▶ Document extract:
**********

Unfortunately, in spite of bitter protests from the scientific community, this peculiar natural marvel will soon be entirely lost with the construction of a new hyperspace shunt.
Tue-
According to native American legend, the “New River” in Fort Lauderdale appeared suddenly after a night of earth shaking.  But its name is prosaically attributed to frustrated early cartographers because the inlet through the barrier island out to the ocean kept shifting by miles every time they remapped it.  I suppose it’s better than some of the other words they probably used.
 

In typical Florida fashion, the city goes to a lot of trouble to make a beautiful parkland and restaurant-lined plaza along a lovely stretch of water, then lets insanely huge boats tie up alongside to completely block the view.  That seems to be a common quirky aesthetic around here, a nice conception, a hint of beauty, then a prosaic slide into common ugliness, as if the original vision fades and is blurringly erased by selfish private wealth working its wonders.

**********

▶ Provided material:
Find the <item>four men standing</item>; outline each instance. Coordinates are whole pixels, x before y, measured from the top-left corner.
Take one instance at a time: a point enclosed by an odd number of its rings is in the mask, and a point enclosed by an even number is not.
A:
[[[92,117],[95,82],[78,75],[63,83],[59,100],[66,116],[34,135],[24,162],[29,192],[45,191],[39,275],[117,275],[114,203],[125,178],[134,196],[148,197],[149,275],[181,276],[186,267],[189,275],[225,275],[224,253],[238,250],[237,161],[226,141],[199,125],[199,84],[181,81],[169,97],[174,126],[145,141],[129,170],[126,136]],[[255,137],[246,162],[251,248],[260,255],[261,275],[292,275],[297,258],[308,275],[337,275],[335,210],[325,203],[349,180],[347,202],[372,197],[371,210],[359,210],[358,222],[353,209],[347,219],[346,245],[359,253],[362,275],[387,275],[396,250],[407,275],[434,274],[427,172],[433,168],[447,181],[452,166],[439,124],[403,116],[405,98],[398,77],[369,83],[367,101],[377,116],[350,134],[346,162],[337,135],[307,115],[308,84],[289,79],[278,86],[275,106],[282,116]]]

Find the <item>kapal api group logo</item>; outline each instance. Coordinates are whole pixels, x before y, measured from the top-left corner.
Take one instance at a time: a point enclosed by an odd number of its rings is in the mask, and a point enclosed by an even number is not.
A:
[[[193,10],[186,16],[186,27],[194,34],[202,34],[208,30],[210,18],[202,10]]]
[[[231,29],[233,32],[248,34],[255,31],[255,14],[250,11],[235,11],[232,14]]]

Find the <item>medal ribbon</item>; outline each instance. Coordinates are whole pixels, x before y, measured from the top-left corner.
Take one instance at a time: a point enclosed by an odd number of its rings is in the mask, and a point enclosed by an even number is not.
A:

**********

▶ Set task 1: In the passage about Fort Lauderdale, why did early mapmakers give the New River its name?
▶ Set task 2: Copy the listing word for word, from the line containing "Find the <item>kapal" down to the end of the listing.
The passage about Fort Lauderdale and the listing have nothing to do with each other.

▶ Full answer 1: The inlet through the barrier island out to the ocean kept shifting by miles every time they remapped it.

▶ Full answer 2:
Find the <item>kapal api group logo</item>; outline each instance. Coordinates are whole pixels, x before y, measured from the top-left corner.
Take one instance at a time: a point enclosed by an odd number of its rings is in the mask, and a point enclosed by an even number is not.
A:
[[[193,10],[186,16],[186,27],[194,34],[202,34],[208,30],[210,18],[202,10]]]
[[[231,29],[233,32],[248,34],[255,31],[255,14],[250,11],[235,11],[232,14]]]

Find the <item>medal ribbon</item>; outline each instance. Coordinates are whole pixels, x before y, measured from the top-left corner.
Take one instance at a time: a point enclosed by an odd number of its rings is in the mask, and a point enclosed by an even number is not.
A:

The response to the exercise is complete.